### Extrait de page

++++++

En 1921, La Tour de Garde annonça qu’une assemblée de quatre jours se tiendrait au Kismet Temple, rue Herkimer, à Brooklyn, du 19 au 22 mai. J’y suis allé, et là, j’ai symbolisé l’offrande de ma personne à Dieu par l’immersion. Le baptême, dirigé par C. A. Wise, a eu lieu dans une piscine, située au-dessous de la salle à manger du Béthel, au 124 Columbia Heights. Au printemps suivant j’ai assisté à une autre assemblée, cette fois à Philadelphie. C’est là que j’ai acheté pour mon usage personnel un exemplaire de la version du roi Jacques, une Bible que j’utilise toujours, mais sous une autre reliure ; cette Bible porte à la page de garde, en caractères encore lisibles, la date de cette assemblée.

++++++

Extraits d'un jeu de données sur le pointage d'objets:
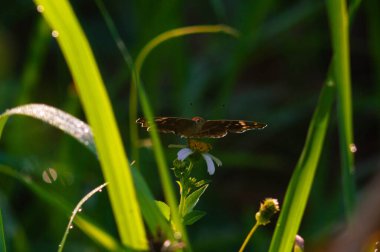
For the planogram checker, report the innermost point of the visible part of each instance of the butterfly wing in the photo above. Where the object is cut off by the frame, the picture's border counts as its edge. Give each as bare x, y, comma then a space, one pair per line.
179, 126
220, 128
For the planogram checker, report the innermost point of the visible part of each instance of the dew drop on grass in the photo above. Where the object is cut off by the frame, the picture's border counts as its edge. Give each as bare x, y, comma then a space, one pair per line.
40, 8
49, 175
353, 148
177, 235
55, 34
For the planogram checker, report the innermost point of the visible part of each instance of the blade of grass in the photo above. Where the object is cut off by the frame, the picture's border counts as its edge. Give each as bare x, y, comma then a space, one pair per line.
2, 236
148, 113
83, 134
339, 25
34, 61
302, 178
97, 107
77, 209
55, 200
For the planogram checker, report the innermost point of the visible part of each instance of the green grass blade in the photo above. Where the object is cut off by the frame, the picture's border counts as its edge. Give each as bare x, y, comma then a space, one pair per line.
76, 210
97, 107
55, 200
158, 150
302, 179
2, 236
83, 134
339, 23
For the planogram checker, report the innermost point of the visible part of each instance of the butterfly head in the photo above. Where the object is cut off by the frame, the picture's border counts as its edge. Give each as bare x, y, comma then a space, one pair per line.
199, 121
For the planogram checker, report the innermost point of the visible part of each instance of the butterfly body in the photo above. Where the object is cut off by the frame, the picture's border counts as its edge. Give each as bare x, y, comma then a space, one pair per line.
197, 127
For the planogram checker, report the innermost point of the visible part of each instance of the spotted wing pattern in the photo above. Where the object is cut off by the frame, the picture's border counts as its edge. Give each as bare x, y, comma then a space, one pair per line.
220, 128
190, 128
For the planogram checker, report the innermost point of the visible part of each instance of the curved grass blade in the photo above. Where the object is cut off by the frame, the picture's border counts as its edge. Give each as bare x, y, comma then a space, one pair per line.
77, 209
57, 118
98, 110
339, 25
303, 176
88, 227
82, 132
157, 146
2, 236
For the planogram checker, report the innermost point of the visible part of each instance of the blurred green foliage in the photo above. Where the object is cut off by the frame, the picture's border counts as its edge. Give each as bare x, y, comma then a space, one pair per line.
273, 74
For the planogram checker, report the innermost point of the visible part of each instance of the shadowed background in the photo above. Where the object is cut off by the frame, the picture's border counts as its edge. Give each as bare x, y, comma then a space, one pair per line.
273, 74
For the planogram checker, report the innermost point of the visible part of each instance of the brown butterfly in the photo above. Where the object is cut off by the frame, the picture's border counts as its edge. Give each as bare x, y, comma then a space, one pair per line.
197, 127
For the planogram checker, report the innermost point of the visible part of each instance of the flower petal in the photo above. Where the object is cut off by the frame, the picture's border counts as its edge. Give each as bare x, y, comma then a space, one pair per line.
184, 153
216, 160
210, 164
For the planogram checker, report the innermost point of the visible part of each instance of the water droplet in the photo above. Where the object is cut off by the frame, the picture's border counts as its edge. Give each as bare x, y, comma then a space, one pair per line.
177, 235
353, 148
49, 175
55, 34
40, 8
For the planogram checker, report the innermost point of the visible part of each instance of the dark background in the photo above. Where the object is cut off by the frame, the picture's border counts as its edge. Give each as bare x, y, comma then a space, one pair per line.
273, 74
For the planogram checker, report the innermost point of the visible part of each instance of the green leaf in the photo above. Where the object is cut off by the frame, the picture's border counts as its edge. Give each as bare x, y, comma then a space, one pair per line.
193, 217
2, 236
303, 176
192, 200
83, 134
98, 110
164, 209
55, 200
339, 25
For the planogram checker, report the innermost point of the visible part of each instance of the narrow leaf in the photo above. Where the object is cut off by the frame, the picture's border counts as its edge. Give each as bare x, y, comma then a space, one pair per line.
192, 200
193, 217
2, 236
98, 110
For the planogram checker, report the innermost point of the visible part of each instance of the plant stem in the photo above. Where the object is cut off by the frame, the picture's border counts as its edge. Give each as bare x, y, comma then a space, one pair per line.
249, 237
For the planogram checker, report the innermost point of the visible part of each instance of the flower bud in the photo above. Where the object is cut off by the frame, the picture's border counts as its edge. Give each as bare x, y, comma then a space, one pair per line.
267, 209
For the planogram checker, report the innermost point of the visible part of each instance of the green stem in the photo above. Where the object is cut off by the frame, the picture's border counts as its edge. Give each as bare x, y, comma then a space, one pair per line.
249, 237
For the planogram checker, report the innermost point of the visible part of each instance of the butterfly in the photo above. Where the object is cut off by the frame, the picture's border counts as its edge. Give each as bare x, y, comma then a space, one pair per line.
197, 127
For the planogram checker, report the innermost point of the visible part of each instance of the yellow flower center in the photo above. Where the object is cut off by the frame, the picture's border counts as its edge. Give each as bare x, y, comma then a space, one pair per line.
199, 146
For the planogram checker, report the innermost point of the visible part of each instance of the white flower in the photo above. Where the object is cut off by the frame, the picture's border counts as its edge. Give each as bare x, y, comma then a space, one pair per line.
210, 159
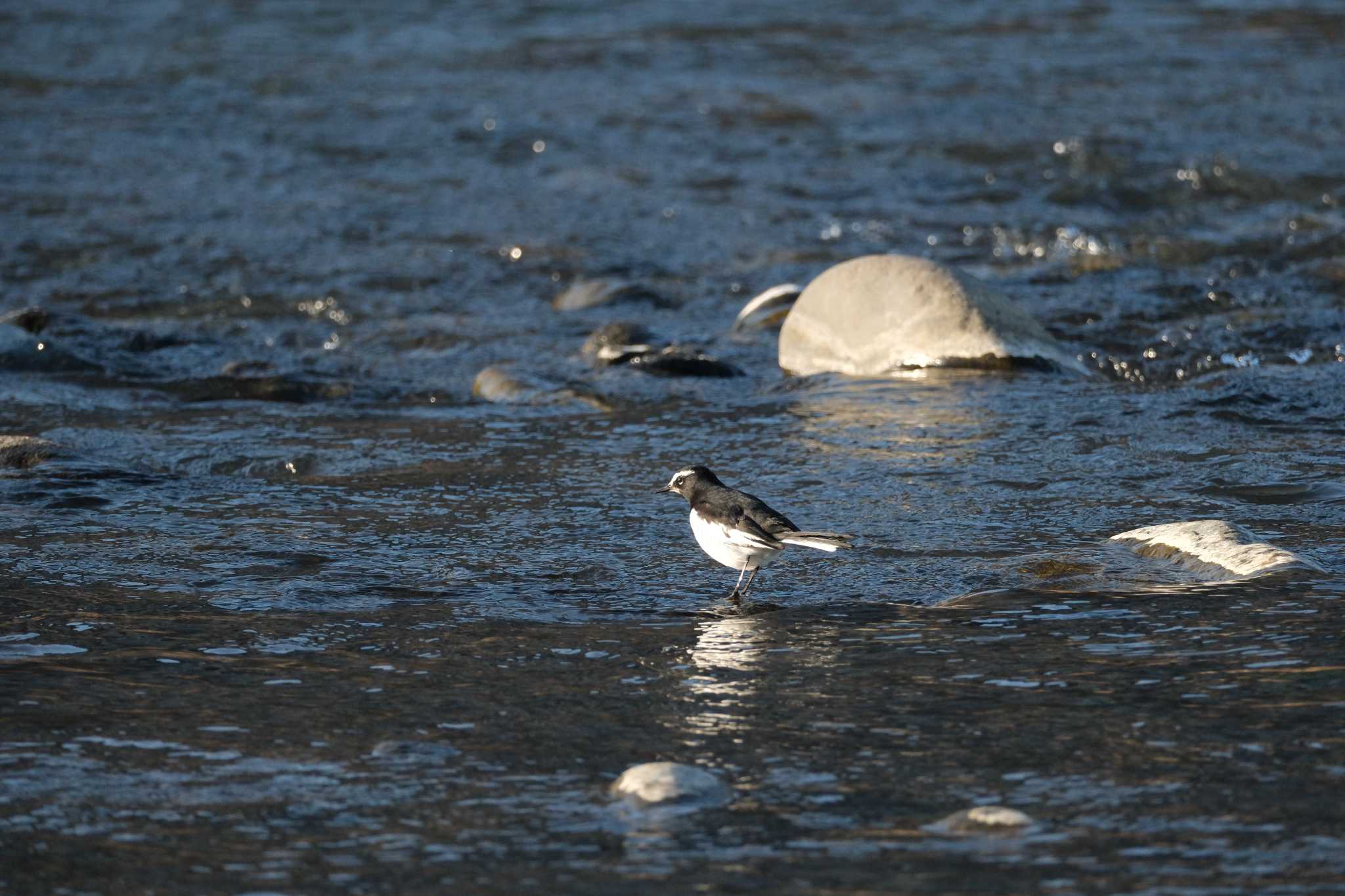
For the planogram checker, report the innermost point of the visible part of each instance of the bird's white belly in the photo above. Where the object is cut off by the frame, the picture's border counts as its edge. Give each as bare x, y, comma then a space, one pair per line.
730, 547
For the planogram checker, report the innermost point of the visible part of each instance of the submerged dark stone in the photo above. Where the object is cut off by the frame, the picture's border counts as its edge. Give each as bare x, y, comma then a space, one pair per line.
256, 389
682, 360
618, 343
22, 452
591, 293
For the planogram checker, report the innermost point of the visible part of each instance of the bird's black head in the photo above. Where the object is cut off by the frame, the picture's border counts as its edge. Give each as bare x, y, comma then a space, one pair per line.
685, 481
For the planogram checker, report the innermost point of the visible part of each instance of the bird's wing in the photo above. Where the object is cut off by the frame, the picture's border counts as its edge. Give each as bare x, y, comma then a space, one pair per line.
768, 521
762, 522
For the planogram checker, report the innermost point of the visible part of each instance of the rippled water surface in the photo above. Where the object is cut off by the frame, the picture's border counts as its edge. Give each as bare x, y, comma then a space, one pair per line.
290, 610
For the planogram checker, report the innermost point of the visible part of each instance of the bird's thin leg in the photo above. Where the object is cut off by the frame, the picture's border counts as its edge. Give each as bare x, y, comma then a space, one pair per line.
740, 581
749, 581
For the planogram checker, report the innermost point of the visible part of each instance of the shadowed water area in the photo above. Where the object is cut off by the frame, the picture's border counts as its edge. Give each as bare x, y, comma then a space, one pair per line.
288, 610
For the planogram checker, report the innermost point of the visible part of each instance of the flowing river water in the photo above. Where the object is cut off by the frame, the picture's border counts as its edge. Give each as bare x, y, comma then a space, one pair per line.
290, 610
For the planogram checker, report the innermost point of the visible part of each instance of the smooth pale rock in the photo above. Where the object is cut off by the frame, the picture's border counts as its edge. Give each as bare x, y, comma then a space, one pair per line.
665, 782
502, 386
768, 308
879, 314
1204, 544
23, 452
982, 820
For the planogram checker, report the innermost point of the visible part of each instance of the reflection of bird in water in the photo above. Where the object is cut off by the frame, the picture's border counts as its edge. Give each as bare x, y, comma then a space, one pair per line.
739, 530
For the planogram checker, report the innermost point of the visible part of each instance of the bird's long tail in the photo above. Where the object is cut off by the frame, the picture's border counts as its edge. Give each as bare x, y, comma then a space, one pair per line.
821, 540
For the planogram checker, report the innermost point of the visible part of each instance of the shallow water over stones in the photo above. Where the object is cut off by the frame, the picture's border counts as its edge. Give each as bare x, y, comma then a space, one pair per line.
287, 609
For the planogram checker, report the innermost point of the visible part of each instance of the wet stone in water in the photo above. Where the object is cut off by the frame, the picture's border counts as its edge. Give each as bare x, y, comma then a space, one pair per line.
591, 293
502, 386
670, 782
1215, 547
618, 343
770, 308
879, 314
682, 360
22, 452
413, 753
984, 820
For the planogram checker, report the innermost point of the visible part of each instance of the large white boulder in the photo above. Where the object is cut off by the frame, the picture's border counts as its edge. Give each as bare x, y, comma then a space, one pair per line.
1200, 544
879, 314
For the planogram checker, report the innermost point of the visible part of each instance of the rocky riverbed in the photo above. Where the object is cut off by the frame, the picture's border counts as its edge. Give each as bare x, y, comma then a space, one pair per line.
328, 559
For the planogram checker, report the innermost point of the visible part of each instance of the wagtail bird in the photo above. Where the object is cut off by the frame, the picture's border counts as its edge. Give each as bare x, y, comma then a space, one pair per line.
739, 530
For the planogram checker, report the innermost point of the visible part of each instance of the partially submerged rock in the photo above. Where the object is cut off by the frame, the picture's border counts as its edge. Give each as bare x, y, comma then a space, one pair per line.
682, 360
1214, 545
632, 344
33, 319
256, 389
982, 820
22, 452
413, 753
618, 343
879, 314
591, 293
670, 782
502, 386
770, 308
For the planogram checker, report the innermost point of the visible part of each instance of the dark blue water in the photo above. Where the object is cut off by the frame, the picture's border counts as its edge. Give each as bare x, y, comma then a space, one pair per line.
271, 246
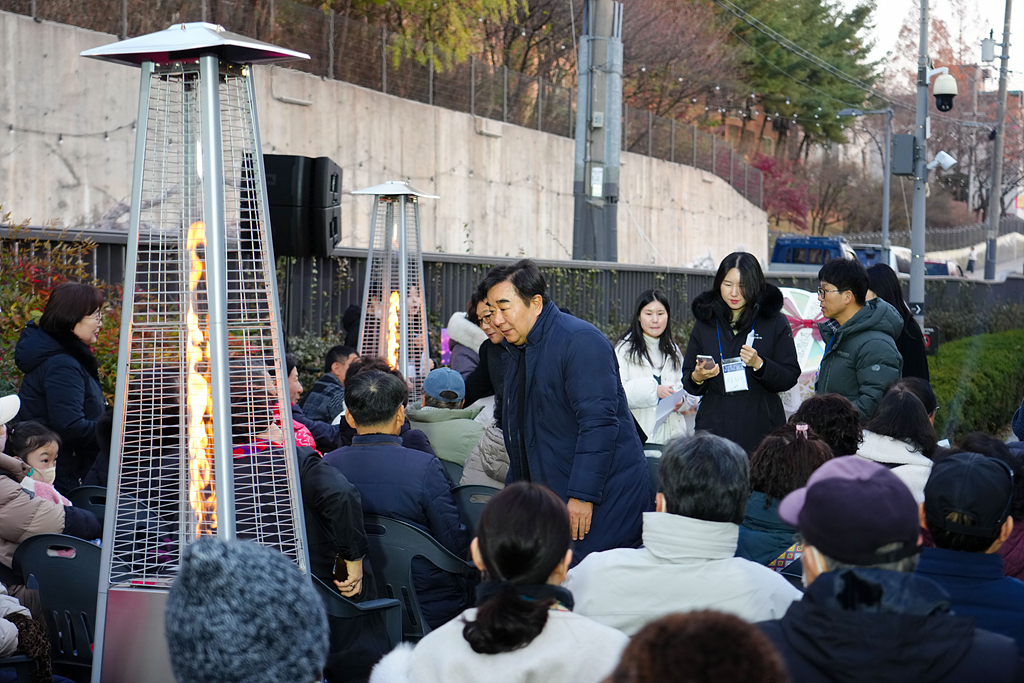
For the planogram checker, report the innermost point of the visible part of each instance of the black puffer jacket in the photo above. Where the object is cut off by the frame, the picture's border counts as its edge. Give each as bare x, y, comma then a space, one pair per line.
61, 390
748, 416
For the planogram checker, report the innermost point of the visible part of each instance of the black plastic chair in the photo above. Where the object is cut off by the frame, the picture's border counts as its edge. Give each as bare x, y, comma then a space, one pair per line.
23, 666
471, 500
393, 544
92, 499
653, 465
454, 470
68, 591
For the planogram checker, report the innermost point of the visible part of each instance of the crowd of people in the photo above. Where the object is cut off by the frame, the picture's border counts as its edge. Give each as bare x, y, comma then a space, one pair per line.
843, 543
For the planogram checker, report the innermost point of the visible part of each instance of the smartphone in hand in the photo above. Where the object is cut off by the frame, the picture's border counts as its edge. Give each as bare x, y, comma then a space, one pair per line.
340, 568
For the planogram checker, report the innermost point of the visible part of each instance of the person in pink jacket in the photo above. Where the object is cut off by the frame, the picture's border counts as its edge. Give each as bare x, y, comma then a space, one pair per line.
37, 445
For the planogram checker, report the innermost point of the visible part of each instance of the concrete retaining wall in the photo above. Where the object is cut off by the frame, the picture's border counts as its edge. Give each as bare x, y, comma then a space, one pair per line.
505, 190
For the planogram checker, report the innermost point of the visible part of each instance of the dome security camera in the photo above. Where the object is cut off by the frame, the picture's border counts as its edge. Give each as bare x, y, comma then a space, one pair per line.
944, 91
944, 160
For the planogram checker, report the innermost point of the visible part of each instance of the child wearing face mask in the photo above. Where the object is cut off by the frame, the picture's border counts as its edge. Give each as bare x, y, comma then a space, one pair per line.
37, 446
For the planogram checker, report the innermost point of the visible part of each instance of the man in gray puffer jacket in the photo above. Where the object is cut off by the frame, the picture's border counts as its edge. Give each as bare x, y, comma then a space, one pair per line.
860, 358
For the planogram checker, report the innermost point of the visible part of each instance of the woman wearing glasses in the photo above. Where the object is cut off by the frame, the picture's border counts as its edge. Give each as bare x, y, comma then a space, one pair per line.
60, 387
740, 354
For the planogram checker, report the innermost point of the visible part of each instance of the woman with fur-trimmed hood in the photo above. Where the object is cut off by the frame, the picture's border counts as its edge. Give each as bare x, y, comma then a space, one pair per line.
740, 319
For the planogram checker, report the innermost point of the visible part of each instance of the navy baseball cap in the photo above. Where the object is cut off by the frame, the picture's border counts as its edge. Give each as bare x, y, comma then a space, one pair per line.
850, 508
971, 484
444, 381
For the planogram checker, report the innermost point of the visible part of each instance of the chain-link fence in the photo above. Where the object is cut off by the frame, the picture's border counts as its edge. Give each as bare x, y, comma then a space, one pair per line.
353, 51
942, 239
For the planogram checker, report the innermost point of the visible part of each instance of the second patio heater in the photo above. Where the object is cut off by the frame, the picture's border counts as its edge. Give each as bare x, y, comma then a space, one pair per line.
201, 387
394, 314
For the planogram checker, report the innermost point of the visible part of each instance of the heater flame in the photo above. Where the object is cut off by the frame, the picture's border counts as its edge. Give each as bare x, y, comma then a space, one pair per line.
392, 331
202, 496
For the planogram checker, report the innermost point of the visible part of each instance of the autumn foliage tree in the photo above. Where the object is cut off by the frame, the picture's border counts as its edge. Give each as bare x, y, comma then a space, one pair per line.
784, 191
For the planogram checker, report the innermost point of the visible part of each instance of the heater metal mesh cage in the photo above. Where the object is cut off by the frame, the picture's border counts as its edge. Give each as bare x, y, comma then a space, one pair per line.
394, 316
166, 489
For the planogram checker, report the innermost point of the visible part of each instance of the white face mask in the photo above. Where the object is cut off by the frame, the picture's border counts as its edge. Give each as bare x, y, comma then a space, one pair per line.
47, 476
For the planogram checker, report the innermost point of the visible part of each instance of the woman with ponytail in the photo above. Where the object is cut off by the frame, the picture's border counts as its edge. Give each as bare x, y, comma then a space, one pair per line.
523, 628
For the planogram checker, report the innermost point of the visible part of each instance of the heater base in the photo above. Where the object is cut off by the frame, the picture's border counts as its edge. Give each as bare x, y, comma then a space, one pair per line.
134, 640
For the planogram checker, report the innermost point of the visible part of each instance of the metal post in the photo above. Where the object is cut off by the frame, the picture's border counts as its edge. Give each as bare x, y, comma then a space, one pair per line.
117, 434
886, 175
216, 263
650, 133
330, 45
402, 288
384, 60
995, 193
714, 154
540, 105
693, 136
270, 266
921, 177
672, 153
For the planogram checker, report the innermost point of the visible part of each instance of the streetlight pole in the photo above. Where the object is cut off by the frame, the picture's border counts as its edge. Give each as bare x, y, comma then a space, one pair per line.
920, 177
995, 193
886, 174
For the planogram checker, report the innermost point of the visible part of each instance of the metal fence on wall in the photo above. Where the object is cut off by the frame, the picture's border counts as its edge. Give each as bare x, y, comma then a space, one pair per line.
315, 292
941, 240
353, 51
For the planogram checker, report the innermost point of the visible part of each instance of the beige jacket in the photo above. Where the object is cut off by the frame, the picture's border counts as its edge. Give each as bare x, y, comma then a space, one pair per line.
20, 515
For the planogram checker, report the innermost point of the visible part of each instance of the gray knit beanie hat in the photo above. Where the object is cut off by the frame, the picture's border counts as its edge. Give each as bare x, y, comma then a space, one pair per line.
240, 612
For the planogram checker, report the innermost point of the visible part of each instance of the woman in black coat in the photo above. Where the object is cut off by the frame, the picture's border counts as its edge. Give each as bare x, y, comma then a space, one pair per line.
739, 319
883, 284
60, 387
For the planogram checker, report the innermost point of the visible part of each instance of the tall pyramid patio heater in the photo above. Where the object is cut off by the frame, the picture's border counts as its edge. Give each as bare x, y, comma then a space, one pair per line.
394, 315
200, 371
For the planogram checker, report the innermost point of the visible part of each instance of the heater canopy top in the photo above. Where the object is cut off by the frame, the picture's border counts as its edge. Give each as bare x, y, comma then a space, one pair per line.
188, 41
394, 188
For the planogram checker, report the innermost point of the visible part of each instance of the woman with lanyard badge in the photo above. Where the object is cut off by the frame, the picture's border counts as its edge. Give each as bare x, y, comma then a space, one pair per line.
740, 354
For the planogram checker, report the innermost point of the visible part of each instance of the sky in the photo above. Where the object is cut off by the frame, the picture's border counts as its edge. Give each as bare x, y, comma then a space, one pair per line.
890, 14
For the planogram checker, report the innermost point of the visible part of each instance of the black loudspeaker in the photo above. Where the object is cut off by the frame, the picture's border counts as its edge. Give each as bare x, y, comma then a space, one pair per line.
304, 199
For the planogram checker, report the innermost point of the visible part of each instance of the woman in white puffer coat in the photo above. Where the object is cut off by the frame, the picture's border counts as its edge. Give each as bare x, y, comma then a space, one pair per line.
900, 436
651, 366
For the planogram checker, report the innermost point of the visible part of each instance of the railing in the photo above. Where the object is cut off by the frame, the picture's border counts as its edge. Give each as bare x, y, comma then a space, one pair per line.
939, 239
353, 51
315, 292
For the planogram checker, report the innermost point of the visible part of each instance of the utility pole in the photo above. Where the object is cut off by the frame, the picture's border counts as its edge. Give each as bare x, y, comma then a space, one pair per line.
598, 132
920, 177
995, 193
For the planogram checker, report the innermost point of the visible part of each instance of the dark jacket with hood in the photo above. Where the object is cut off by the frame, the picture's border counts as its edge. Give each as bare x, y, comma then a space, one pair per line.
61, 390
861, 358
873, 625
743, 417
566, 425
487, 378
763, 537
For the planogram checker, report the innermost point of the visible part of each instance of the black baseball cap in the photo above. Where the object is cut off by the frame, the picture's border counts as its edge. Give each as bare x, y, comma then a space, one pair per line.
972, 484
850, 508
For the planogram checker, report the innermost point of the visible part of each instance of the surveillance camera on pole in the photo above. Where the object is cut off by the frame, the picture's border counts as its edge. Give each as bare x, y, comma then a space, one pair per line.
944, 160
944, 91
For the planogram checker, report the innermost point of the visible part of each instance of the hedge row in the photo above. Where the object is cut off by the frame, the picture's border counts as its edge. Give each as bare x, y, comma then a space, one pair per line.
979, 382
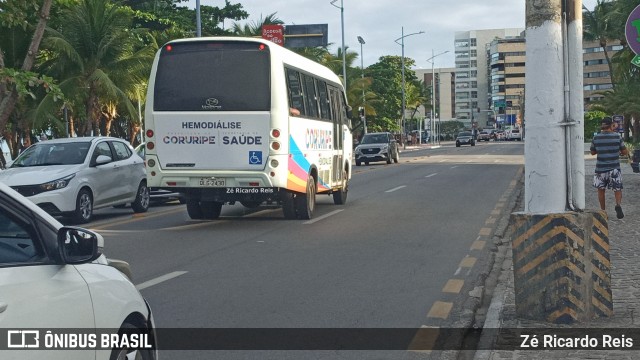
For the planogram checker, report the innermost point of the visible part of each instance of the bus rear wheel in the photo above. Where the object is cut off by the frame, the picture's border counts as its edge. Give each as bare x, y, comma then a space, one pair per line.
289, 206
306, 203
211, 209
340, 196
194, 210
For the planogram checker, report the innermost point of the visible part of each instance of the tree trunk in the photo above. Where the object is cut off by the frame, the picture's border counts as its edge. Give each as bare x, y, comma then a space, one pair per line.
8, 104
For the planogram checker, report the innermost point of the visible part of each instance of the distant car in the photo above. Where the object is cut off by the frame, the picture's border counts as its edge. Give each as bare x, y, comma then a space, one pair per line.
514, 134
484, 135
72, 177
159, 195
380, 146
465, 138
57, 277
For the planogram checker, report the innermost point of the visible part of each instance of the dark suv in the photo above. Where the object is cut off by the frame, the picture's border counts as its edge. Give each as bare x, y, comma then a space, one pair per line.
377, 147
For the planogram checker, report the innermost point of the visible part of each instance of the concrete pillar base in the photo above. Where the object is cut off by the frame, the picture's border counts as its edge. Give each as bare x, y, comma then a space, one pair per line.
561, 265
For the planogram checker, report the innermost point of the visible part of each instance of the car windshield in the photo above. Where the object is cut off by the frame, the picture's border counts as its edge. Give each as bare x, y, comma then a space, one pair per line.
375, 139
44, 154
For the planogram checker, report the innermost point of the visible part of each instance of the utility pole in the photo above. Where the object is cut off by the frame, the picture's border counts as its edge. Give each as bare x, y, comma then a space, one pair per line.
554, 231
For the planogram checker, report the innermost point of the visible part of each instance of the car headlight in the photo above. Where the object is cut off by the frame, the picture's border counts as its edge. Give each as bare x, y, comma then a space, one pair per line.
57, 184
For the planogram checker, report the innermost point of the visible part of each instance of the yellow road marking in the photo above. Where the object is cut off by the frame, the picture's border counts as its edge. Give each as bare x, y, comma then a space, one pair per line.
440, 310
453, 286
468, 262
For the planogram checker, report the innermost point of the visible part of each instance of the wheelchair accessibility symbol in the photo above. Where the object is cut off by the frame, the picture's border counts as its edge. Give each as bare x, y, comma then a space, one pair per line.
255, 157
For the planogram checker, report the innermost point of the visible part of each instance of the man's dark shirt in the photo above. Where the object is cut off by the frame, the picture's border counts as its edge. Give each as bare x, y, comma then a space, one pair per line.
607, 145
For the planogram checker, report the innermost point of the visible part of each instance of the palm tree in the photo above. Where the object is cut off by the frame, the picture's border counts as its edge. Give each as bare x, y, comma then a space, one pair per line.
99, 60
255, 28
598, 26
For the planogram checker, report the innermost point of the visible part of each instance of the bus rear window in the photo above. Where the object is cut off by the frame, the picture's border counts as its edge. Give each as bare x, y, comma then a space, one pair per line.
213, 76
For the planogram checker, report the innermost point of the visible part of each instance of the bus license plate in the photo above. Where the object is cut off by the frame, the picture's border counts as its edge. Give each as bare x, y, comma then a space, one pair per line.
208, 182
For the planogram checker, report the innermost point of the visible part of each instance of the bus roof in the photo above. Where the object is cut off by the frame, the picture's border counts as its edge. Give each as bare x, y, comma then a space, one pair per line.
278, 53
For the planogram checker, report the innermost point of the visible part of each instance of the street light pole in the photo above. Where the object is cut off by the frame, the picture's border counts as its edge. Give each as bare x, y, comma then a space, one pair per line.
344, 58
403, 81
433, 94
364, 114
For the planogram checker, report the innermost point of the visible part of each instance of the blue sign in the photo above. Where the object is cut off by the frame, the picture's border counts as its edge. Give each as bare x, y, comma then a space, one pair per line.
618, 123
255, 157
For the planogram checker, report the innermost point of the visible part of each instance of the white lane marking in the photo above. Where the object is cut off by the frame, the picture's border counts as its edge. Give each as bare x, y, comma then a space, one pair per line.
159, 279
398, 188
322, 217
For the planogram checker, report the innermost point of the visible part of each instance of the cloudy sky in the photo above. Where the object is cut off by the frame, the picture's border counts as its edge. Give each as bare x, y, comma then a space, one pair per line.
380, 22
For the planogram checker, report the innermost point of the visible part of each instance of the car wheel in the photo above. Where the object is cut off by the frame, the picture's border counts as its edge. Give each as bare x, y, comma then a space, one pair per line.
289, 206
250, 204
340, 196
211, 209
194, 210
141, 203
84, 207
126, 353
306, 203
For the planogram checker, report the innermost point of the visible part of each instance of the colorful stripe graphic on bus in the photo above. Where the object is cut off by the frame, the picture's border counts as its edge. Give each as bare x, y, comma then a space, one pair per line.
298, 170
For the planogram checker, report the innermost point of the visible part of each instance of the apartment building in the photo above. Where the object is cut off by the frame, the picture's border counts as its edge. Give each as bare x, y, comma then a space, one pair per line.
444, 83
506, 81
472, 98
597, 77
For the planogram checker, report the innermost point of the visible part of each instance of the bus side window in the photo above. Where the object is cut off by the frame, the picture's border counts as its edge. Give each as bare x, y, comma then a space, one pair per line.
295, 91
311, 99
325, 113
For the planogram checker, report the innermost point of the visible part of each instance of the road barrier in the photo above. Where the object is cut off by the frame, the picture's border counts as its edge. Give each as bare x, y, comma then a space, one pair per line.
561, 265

++++++

### Problèmes à résoudre
1. Les affirmations suivantes s'accordent-elles avec l'extrait sur le baptême ? Répondez par oui ou par non à chacune et citez à l'identique les mots du texte qui tranchent. (a) L'assemblée de 1921 au Kismet Temple dura quatre jours. (b) Le baptême eut lieu à Philadelphie. (c) La Bible achetée a conservé sa reliure d'origine.
2. Recopiez, s'il vous plaît, tout ce qui va de « En 1921, La » jusqu'à « de cette assemblée. » dans l'extrait sur le baptême.

### Réponses par tâche
1.
(a) Oui : « une assemblée de quatre jours se tiendrait au Kismet Temple ».
(b) Non : « Le baptême, dirigé par C. A. Wise, a eu lieu dans une piscine, située au-dessous de la salle à manger du Béthel, au 124 Columbia Heights. »
(c) Non : « mais sous une autre reliure ».

2.
En 1921, La Tour de Garde annonça qu’une assemblée de quatre jours se tiendrait au Kismet Temple, rue Herkimer, à Brooklyn, du 19 au 22 mai. J’y suis allé, et là, j’ai symbolisé l’offrande de ma personne à Dieu par l’immersion. Le baptême, dirigé par C. A. Wise, a eu lieu dans une piscine, située au-dessous de la salle à manger du Béthel, au 124 Columbia Heights. Au printemps suivant j’ai assisté à une autre assemblée, cette fois à Philadelphie. C’est là que j’ai acheté pour mon usage personnel un exemplaire de la version du roi Jacques, une Bible que j’utilise toujours, mais sous une autre reliure ; cette Bible porte à la page de garde, en caractères encore lisibles, la date de cette assemblée.